<<<<
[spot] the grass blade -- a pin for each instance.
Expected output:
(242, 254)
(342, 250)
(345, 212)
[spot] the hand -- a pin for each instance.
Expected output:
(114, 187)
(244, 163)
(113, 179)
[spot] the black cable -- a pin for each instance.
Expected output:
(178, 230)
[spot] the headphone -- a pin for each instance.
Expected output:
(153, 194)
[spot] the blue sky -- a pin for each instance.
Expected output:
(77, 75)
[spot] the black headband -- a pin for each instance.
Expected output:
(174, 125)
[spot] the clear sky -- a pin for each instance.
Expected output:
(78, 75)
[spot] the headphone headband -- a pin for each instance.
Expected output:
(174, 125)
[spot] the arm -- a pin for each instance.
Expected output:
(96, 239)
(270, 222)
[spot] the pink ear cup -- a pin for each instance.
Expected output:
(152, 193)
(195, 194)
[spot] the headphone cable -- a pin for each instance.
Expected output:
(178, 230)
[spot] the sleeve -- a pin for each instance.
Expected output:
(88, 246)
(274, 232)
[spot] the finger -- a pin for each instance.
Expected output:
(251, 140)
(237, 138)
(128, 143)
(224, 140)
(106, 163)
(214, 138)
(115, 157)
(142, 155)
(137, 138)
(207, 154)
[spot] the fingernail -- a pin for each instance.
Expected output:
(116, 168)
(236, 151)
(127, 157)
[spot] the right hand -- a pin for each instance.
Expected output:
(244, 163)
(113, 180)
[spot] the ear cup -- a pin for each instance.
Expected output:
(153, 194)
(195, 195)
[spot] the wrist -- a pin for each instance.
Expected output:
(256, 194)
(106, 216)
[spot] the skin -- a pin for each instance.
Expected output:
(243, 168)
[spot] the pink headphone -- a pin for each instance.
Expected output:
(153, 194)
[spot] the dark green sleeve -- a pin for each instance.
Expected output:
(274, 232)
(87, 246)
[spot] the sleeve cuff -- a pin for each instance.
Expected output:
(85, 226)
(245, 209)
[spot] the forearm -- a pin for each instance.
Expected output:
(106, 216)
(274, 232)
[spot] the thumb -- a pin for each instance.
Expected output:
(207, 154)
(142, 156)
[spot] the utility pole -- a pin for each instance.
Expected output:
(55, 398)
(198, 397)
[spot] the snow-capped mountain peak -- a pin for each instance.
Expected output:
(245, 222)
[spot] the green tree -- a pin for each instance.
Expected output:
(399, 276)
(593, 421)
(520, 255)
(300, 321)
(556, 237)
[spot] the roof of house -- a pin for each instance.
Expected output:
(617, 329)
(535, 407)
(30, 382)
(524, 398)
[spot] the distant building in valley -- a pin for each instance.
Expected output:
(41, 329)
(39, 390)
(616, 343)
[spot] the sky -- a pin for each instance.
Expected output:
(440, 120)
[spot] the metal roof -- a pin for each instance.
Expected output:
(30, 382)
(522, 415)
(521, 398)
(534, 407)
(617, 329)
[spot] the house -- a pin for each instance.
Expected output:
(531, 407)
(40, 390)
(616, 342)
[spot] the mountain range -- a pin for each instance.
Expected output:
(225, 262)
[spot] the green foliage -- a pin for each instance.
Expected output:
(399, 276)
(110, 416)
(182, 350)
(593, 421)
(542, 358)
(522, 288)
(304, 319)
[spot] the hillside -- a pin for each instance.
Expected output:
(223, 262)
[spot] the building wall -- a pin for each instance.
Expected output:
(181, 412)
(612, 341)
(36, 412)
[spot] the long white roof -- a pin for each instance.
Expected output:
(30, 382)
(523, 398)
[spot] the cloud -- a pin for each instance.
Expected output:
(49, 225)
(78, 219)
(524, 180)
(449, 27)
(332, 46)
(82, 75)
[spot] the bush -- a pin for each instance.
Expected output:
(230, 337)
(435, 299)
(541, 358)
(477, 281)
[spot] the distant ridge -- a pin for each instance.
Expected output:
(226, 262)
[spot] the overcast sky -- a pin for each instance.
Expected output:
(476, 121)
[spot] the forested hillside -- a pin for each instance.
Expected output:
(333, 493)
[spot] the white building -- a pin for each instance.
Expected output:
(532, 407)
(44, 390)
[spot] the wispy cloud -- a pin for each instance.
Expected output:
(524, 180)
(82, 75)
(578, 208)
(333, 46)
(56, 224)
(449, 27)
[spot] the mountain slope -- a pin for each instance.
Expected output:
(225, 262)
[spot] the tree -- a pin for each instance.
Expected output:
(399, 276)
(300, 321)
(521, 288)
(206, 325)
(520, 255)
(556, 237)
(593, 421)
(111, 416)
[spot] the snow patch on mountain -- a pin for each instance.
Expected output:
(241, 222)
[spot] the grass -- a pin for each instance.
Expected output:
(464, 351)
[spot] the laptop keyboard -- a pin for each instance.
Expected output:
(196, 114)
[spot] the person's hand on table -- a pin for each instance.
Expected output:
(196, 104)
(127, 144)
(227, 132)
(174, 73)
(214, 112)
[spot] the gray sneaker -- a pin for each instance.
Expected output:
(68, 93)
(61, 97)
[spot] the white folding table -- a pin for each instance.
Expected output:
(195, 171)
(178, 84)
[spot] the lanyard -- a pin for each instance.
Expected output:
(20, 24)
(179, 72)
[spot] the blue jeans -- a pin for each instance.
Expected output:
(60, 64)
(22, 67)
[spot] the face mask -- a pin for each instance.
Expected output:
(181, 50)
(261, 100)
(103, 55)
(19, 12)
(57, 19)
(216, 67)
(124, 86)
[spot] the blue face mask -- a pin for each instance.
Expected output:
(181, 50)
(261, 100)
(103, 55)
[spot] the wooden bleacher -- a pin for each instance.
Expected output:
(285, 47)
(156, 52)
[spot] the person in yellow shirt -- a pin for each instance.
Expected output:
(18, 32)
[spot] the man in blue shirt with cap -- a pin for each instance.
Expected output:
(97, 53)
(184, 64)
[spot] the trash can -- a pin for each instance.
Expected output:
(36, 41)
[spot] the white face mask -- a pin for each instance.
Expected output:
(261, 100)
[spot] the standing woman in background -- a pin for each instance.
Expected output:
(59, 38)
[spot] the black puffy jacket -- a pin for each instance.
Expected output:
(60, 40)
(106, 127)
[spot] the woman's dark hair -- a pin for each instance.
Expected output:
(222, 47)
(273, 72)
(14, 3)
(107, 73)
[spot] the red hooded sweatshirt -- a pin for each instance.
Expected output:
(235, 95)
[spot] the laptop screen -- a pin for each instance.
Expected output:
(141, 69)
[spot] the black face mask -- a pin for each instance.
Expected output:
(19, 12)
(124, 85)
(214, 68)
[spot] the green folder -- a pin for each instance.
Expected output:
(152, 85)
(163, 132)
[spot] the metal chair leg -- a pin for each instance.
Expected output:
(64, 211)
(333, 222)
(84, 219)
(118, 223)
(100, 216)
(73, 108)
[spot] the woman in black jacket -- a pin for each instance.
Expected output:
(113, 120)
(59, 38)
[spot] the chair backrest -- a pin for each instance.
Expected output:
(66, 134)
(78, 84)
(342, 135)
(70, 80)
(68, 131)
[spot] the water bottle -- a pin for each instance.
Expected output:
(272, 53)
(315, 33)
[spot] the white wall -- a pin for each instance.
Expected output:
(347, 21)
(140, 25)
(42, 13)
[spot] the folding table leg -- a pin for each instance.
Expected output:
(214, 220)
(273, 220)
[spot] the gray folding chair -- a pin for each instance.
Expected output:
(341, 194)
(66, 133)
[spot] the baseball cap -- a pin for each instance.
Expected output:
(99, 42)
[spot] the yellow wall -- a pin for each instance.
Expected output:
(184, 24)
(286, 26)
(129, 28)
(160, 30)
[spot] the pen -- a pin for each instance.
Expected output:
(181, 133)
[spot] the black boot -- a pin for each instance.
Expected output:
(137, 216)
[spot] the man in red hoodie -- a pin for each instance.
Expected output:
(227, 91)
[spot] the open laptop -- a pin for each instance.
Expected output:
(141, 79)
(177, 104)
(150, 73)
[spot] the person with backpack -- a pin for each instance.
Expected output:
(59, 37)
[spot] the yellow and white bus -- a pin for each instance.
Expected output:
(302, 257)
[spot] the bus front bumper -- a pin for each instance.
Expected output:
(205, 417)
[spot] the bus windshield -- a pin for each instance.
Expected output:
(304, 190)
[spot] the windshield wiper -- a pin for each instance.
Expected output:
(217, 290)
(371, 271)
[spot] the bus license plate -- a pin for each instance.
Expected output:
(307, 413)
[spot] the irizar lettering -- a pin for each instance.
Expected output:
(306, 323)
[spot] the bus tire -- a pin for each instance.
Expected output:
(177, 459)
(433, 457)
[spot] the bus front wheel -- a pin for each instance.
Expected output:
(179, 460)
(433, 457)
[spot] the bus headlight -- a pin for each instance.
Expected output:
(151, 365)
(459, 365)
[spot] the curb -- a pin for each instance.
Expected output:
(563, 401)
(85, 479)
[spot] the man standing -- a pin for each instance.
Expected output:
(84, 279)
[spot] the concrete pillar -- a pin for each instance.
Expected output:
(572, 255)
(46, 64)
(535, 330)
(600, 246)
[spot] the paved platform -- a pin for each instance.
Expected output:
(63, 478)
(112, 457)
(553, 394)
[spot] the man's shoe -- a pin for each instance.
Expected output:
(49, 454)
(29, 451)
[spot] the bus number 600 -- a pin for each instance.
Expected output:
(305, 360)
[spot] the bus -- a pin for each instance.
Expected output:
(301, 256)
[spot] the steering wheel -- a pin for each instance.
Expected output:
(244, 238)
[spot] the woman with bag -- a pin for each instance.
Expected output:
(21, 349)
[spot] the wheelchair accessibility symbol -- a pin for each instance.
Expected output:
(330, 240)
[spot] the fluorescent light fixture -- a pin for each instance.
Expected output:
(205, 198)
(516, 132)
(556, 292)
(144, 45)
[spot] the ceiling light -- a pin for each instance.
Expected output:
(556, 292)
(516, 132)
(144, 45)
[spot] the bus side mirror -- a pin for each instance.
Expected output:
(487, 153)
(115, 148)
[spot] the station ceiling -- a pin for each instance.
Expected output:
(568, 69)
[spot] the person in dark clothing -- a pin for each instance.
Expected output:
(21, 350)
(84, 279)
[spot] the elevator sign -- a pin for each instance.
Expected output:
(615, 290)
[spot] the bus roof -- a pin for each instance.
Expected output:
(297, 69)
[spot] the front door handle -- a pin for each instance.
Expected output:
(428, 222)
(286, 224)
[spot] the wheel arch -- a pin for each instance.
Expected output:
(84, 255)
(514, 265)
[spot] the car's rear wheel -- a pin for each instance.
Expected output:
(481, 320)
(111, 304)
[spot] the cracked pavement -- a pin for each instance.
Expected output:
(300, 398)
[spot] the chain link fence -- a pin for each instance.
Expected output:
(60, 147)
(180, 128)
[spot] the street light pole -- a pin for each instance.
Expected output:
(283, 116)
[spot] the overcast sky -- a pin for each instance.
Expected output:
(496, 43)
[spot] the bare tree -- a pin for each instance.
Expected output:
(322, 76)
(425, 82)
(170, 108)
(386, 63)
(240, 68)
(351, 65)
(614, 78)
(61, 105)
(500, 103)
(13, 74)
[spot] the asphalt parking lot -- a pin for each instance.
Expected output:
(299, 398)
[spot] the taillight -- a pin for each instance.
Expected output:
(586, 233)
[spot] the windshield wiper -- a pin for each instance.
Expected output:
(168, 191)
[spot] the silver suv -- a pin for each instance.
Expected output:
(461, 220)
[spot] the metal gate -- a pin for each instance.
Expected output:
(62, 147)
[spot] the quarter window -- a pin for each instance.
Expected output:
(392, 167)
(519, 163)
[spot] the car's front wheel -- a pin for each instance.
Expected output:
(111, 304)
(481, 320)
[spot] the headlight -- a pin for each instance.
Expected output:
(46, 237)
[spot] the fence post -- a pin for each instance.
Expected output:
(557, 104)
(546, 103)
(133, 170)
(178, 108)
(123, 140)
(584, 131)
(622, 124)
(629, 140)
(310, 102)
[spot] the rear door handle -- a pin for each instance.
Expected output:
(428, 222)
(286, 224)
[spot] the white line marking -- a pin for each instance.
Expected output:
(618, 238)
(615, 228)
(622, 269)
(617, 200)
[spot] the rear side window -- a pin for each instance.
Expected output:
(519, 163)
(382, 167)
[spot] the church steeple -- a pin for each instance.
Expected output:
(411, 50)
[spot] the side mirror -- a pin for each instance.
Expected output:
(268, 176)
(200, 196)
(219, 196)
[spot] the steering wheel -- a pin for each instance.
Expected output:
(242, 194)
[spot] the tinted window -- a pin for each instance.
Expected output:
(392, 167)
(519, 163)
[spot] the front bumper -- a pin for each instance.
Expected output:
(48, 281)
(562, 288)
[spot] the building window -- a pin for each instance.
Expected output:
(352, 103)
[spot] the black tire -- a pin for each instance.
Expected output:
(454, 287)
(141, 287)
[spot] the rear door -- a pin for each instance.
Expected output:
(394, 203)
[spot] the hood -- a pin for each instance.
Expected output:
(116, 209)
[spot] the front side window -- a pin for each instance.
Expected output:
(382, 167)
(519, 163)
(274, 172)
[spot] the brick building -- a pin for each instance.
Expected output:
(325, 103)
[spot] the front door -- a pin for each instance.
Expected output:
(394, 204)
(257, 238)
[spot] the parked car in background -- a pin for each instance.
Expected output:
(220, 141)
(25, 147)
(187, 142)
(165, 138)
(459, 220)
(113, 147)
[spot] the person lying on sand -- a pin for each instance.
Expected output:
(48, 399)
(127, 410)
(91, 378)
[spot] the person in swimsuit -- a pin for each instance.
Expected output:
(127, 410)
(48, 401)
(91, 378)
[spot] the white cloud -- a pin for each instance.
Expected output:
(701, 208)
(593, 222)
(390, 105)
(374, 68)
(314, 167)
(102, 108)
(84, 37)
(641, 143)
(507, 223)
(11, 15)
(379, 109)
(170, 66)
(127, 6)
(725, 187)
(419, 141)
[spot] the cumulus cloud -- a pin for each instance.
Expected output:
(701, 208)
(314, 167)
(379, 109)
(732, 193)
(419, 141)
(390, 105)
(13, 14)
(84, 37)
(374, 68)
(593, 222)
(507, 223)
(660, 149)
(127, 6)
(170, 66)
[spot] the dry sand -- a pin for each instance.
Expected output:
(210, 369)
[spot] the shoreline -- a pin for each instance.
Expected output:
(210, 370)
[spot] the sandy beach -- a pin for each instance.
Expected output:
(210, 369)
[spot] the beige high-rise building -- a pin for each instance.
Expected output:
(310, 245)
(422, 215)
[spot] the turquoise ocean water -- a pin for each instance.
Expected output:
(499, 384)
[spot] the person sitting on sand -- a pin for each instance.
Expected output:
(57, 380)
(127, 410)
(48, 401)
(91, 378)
>>>>
TASK TO COMPLETE: The line containing "[spot] the tinted" and every line after it, through the end of the records, should be repeated exactly and alone.

OUTPUT:
[spot] the tinted window -- a pin for each instance.
Expected output:
(392, 167)
(519, 163)
[spot] the front bumper -- a pin for each instance.
Expected output:
(48, 281)
(562, 288)
[spot] the building window -- a pin for each instance.
Expected output:
(352, 103)
[spot] the black tire -- a pin for each instance.
Expected output:
(454, 287)
(141, 287)
[spot] the rear door -- a pin for each instance.
Expected output:
(394, 203)
[spot] the hood -- a pin for each instance.
Expected output:
(116, 209)
[spot] the front side window -- a pin for each instance.
Expected output:
(382, 167)
(519, 163)
(274, 172)
[spot] the brick building -- a pin for each instance.
Expected output:
(325, 103)
[spot] the front door -- a pin for each instance.
Expected output:
(394, 204)
(257, 238)
[spot] the parked car in background -- a pin for each instance.
Expected output:
(220, 141)
(25, 147)
(187, 142)
(165, 138)
(459, 220)
(113, 147)
[spot] the person lying on sand -- a pin for each instance.
Expected output:
(48, 399)
(127, 410)
(91, 378)
[spot] the person in swimsuit -- a pin for each instance.
Expected output:
(127, 410)
(48, 401)
(91, 378)
[spot] the white cloud -- a pin for each instance.
Expected output:
(701, 208)
(593, 222)
(390, 105)
(374, 68)
(314, 167)
(102, 108)
(84, 37)
(641, 143)
(507, 223)
(11, 15)
(379, 109)
(170, 66)
(127, 6)
(725, 187)
(419, 141)
[spot] the cumulus cloud -- a pin for each instance.
Expected output:
(701, 208)
(314, 167)
(379, 109)
(732, 193)
(419, 141)
(390, 105)
(13, 14)
(84, 37)
(374, 68)
(593, 222)
(507, 223)
(660, 149)
(127, 6)
(170, 66)
[spot] the dry sand -- a pin for each instance.
Expected output:
(210, 369)
[spot] the shoreline -- a pin for each instance.
Expected output:
(210, 370)
[spot] the sandy beach -- a pin for each instance.
Expected output:
(210, 369)
[spot] the beige high-rise building -- a pin for each instance.
Expected output:
(310, 245)
(422, 215)
[spot] the turquoise ocean water -- a pin for each instance.
Expected output:
(499, 384)
[spot] the person sitting on sand -- a pin for each instance.
Expected output:
(57, 380)
(127, 410)
(48, 401)
(91, 378)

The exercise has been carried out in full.